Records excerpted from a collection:
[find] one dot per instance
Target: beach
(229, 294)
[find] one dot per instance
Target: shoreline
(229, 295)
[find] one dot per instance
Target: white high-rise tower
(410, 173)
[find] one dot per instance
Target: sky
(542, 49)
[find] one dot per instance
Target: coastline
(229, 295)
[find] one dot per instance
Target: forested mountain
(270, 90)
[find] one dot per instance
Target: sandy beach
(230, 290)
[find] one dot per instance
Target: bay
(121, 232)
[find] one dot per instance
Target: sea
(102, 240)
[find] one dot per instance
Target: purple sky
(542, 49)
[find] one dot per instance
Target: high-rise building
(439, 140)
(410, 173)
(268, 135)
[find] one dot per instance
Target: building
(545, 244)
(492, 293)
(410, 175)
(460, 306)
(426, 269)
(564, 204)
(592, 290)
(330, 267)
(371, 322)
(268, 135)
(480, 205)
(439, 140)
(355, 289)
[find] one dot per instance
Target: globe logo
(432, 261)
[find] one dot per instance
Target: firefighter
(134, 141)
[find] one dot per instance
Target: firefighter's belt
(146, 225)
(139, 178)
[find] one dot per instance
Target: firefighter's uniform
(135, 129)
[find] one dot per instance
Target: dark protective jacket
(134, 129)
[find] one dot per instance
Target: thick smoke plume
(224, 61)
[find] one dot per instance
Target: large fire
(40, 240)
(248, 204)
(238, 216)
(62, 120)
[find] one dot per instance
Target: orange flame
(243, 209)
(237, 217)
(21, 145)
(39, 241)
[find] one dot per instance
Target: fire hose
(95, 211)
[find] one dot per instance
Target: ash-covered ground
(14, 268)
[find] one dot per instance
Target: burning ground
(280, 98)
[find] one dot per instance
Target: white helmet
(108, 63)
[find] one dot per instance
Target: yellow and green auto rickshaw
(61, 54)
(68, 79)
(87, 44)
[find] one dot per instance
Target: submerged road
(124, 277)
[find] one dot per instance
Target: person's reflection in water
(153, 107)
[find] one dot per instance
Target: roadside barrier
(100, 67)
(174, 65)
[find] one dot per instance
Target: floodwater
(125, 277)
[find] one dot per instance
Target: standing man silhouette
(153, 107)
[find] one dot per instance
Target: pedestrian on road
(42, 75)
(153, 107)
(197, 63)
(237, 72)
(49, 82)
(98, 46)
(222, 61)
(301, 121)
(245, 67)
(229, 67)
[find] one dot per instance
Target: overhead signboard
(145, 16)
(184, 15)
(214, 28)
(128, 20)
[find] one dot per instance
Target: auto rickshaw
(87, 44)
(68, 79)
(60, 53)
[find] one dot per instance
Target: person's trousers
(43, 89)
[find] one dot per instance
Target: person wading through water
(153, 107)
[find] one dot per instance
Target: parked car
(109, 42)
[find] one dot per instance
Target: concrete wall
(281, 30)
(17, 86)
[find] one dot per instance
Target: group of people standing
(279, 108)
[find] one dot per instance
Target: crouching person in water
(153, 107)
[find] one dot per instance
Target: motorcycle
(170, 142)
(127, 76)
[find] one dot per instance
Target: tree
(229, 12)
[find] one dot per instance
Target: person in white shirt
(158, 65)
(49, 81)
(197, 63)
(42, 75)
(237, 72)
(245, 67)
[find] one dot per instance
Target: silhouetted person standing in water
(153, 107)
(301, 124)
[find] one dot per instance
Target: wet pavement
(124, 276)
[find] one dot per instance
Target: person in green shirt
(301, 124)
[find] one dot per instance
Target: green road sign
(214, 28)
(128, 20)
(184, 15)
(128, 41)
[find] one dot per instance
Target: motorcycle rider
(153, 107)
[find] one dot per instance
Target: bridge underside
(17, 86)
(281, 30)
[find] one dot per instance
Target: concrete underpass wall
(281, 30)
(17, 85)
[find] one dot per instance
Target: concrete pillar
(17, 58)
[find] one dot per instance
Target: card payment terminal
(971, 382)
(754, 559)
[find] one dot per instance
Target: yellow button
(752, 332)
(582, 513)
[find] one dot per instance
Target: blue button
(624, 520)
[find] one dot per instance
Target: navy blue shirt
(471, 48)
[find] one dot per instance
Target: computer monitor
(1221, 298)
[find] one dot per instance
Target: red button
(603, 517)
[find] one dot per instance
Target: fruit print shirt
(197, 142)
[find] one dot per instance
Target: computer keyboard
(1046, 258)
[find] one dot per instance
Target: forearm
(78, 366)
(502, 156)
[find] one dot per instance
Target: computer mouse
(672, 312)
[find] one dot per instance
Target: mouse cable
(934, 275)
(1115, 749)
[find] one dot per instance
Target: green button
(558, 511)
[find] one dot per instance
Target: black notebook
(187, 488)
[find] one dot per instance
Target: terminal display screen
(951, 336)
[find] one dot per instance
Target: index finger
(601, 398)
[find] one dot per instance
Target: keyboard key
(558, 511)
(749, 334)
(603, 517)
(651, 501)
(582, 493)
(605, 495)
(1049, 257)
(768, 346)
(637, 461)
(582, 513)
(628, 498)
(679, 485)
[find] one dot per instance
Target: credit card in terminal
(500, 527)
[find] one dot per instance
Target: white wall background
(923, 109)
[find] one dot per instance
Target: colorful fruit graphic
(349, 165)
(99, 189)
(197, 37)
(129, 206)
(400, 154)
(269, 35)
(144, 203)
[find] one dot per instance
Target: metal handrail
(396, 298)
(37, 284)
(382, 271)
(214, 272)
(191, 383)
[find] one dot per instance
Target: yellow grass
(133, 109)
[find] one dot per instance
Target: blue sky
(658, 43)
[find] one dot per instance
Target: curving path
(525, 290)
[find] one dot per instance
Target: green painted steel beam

#### Directions:
Using the data above, reproduce every line exactly.

#### Answer:
[find] one dot per instance
Target: beach
(229, 294)
[find] one dot per instance
Target: shoreline
(229, 295)
[find] one dot per instance
Target: white high-rise tower
(410, 173)
[find] one dot per instance
Target: sky
(542, 49)
[find] one dot per instance
Target: coastline
(229, 295)
[find] one dot per instance
Target: forested mountain
(270, 90)
[find] one dot per instance
Target: sandy beach
(230, 290)
[find] one dot per instance
Target: bay
(121, 232)
[find] one dot per instance
Target: sea
(102, 240)
[find] one dot per instance
Target: purple sky
(542, 49)
[find] one dot per instance
Target: high-rise building
(439, 140)
(410, 173)
(268, 135)
[find] one dot per instance
Target: building
(545, 244)
(492, 293)
(410, 175)
(460, 306)
(426, 269)
(564, 204)
(592, 290)
(330, 267)
(371, 322)
(268, 135)
(480, 205)
(439, 140)
(355, 289)
[find] one dot per instance
Target: globe logo
(432, 261)
[find] one dot per instance
Target: firefighter
(134, 141)
[find] one dot per instance
Target: firefighter's belt
(146, 225)
(139, 178)
[find] one dot per instance
Target: firefighter's uniform
(135, 129)
[find] one dot per instance
Target: dark protective jacket
(134, 129)
[find] one dot per instance
Target: thick smoke plume
(224, 61)
[find] one dot per instance
Target: large fire
(40, 240)
(248, 204)
(238, 216)
(62, 120)
[find] one dot per instance
Target: orange flame
(243, 209)
(237, 217)
(21, 145)
(39, 241)
[find] one dot per instance
Target: fire hose
(95, 211)
[find] one dot per instance
Target: ash-covered ground
(14, 268)
[find] one dot per instance
Target: burning ground
(280, 98)
[find] one dot per instance
Target: white helmet
(108, 63)
[find] one dot per instance
Target: yellow and green auto rickshaw
(61, 54)
(68, 79)
(87, 44)
[find] one dot per instance
Target: submerged road
(124, 277)
[find] one dot per instance
Target: person's reflection in water
(153, 107)
[find] one dot per instance
Target: roadside barrier
(100, 67)
(174, 65)
[find] one dot per instance
Target: floodwater
(125, 277)
[find] one dot per instance
Target: standing man silhouette
(153, 107)
[find] one dot per instance
Target: pedestrian on road
(42, 75)
(153, 107)
(197, 63)
(237, 72)
(49, 82)
(98, 46)
(222, 61)
(301, 121)
(245, 67)
(229, 67)
[find] one dot per instance
Target: overhead signboard
(145, 16)
(184, 15)
(214, 28)
(128, 20)
[find] one dot per instance
Target: auto rickshaw
(87, 44)
(68, 79)
(60, 53)
[find] one dot per instance
Target: person's trousers
(43, 89)
[find] one dot per instance
Target: person wading through water
(153, 107)
[find] one dot per instance
Target: parked car
(109, 42)
[find] one dot per instance
Target: concrete wall
(281, 30)
(17, 86)
[find] one dot per instance
Target: group of people standing
(279, 108)
[find] one dot per instance
Target: crouching person in water
(153, 107)
[find] one dot per instance
Target: motorcycle
(170, 142)
(127, 76)
[find] one dot per instance
Target: tree
(229, 12)
[find] one dot per instance
Target: person in white shirt
(158, 65)
(49, 81)
(197, 63)
(42, 75)
(237, 72)
(245, 67)
[find] one dot per instance
Target: silhouetted person standing in water
(153, 107)
(301, 124)
[find] one dot per instance
Target: wet pavement
(124, 276)
[find] one dot per instance
Target: person in green shirt
(301, 124)
[find] one dot per instance
Target: green road sign
(214, 28)
(128, 20)
(184, 15)
(128, 41)
[find] one dot per instance
Target: motorcycle rider
(153, 107)
[find] one dot per instance
Target: bridge underside
(17, 86)
(281, 30)
[find] one dot per instance
Target: concrete underpass wall
(281, 30)
(17, 85)
[find] one dot per instance
Target: concrete pillar
(17, 58)
[find] one dot per instance
Target: card payment terminal
(971, 382)
(754, 559)
[find] one dot per instance
Target: yellow button
(752, 332)
(582, 513)
[find] one dot per instance
Target: blue button
(624, 520)
[find] one dot per instance
Target: navy blue shirt
(471, 48)
[find] one dot per instance
Target: computer monitor
(1221, 298)
[find] one dot per instance
Target: red button
(603, 517)
[find] one dot per instance
Target: fruit print shirt
(197, 142)
[find] one dot per instance
Target: computer keyboard
(1046, 258)
[find] one dot per instance
Target: forearm
(78, 366)
(502, 156)
[find] one dot per instance
Target: computer mouse
(672, 312)
[find] one dot per instance
Target: mouse cable
(934, 275)
(1115, 749)
[find] one dot per instance
Target: green button
(558, 511)
[find] one dot per instance
Target: black notebook
(187, 488)
[find] one dot per instance
Target: terminal display screen
(951, 336)
[find] one dot per instance
Target: index finger
(601, 398)
[find] one dot per instance
Target: keyboard key
(558, 511)
(749, 334)
(603, 517)
(651, 501)
(582, 493)
(605, 495)
(1049, 257)
(768, 346)
(637, 461)
(582, 513)
(628, 498)
(679, 485)
[find] one dot per instance
Target: credit card in terminal
(500, 527)
[find] one dot per instance
Target: white wall background
(923, 109)
[find] one dot per instance
Target: colorful fruit graphic
(349, 165)
(99, 189)
(197, 37)
(129, 206)
(400, 154)
(269, 35)
(144, 203)
[find] one dot per instance
Target: metal handrail
(396, 298)
(37, 284)
(382, 271)
(214, 272)
(191, 383)
[find] one dot per instance
Target: yellow grass
(133, 109)
[find] one dot per instance
Target: blue sky
(658, 43)
[find] one dot per instance
Target: curving path
(525, 290)
[find] one dot per instance
Target: green painted steel beam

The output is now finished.